## Work to be completed
Nothing but the lines from the start of the data through the line with "positive clicks: (858, 837)" should appear in the answer, each retyped exactly, and pictures should not.

## Stored data
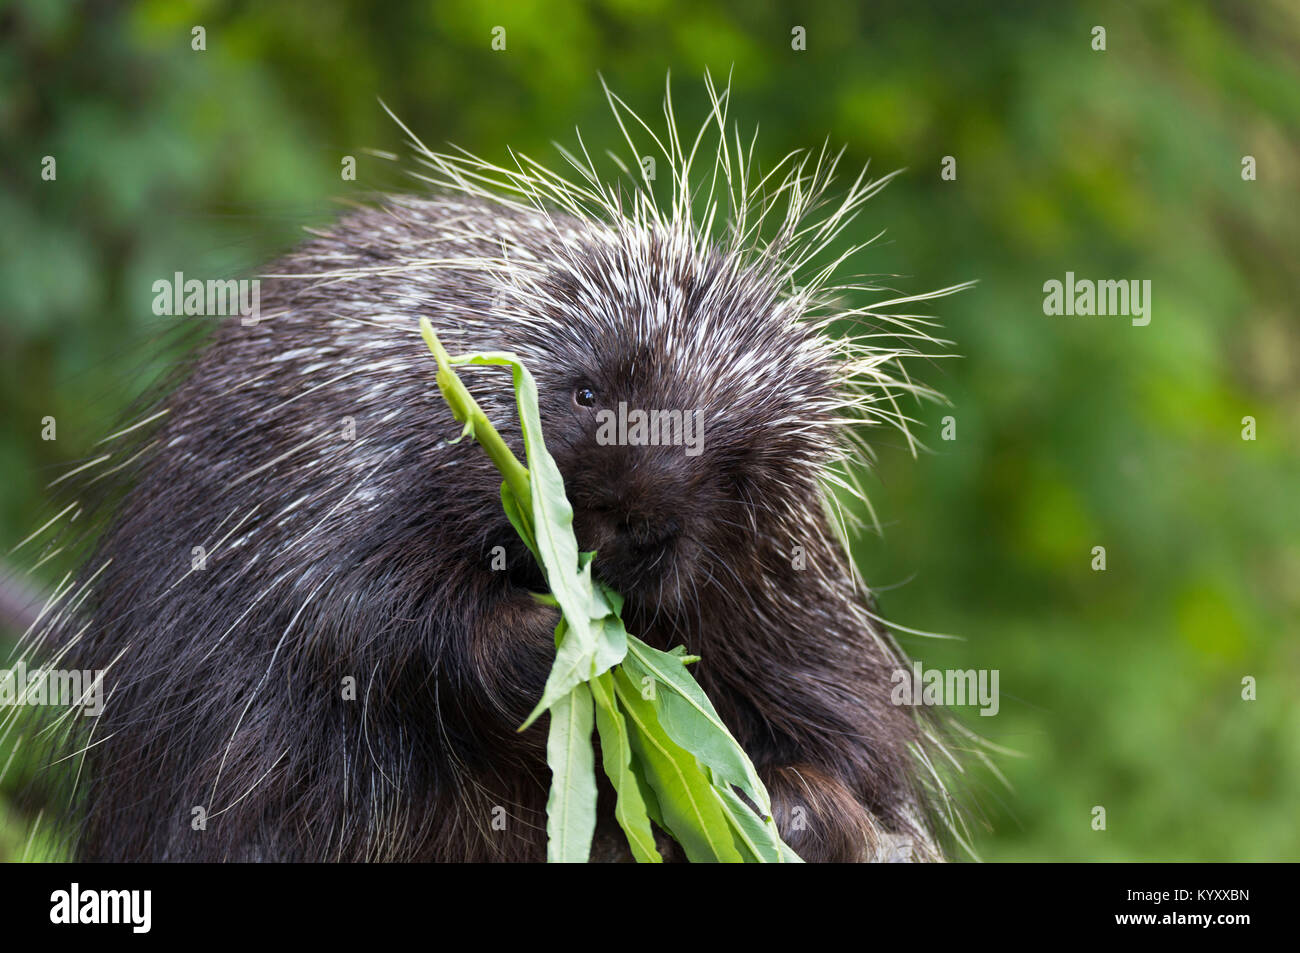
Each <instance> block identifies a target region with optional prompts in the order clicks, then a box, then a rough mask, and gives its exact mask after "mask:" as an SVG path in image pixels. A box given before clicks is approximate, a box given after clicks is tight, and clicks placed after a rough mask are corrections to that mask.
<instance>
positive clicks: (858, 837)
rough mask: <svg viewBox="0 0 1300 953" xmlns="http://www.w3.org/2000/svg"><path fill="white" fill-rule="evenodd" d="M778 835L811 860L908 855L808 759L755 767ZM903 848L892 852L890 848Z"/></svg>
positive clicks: (905, 858)
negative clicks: (760, 780)
mask: <svg viewBox="0 0 1300 953" xmlns="http://www.w3.org/2000/svg"><path fill="white" fill-rule="evenodd" d="M759 775H762V777H763V783H764V784H766V785H767V793H768V794H770V796H771V800H772V814H774V816H775V818H776V827H777V829H779V831H780V832H781V839H783V840H784V841H785V842H787V844H789V845H790V848H793V849H794V853H797V854H798V855H800V857H801V858H803V859H805V861H809V862H813V863H862V862H867V861H888V859H910V858H909V857H907V855H906V850H902V852H900V850H898V846H900V845H898V840H900V839H897V837H896V836H893V835H889V833H888V832H885V831H884V829H883V828H881V827H880V824H879V823H878V822H876V819H875V818H874V816H872V815H871V811H868V810H867V809H866V807H863V806H862V803H861V802H859V801H858V800H857V798H855V797H854V796H853V792H850V790H849V788H846V787H845V785H844V784H842V783H841V781H840V780H837V779H836V777H832V776H831V775H828V774H827V772H826V771H823V770H822V768H818V767H813V766H811V764H781V766H775V767H772V766H768V767H764V768H759ZM898 853H902V854H904V855H901V857H896V855H892V854H898Z"/></svg>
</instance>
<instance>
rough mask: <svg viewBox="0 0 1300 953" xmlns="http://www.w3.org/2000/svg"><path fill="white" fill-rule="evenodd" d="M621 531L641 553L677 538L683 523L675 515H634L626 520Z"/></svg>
mask: <svg viewBox="0 0 1300 953" xmlns="http://www.w3.org/2000/svg"><path fill="white" fill-rule="evenodd" d="M619 532H620V533H621V534H623V537H624V538H625V540H627V541H628V542H629V543H630V545H632V547H633V549H636V550H638V551H641V553H649V551H651V550H656V549H662V547H664V546H667V545H668V543H671V542H672V541H673V540H676V538H677V534H679V533H680V532H681V524H680V523H679V521H677V519H676V517H673V516H667V517H663V519H654V517H632V519H628V520H625V521H624V523H623V524H621V525H620V527H619Z"/></svg>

## Solution
Each <instance> block identifies a target region with optional prompts in the order clicks, then a box, then a rough mask, and gives its exact mask after "mask:" as an SVG path in image pixels. A box given before clicks is approximate, a box given after clicks is tight, and clicks placed after a rough mask are corrections to that mask.
<instance>
positive clicks: (858, 837)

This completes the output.